*Directions*. Repeat every one of the following entries word for word, leaving the pictures out of your answer.

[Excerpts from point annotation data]
/---

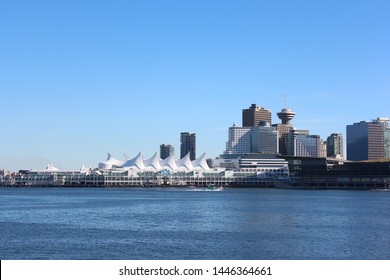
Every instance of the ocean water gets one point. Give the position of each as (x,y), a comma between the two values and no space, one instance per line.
(193,224)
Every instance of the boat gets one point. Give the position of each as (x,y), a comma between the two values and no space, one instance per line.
(214,188)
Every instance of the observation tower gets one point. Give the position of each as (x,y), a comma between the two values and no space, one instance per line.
(286,115)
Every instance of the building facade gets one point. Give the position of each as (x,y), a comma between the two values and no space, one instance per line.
(239,140)
(188,145)
(368,140)
(254,115)
(335,146)
(301,144)
(264,139)
(166,150)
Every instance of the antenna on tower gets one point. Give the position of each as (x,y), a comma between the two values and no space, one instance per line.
(285,101)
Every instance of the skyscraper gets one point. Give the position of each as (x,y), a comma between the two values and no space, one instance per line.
(335,146)
(286,115)
(264,139)
(254,115)
(368,140)
(166,151)
(188,145)
(239,141)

\---

*Final answer*.
Every instance of the ocean water gets one point. Give the position of each as (x,y), a comma between the two values and no space, one instance per line.
(193,224)
Every instance of the boat gets one point. Give the position of each as (x,y), a comma between the two values and no space, one instance per line.
(214,188)
Every instance of the observation tower gets one point. Give the position of each as (x,y), a comma between the two values and no space, one instance per line.
(286,115)
Every instance of the building facade gets one point. Give the position of each as (x,y), a comma between the two values and no space, one instance per line.
(239,140)
(188,145)
(368,140)
(254,115)
(335,146)
(301,144)
(264,139)
(166,150)
Every instance of the antenna on tower gets one point. Give the position of each as (x,y), a comma between the two values and no space, one instance per line.
(285,101)
Every instance of the skyscraper gets one point. Give the position of each as (x,y), a comma between the two values and no space, one instance per line.
(335,146)
(286,115)
(264,139)
(254,115)
(368,140)
(166,151)
(188,145)
(239,141)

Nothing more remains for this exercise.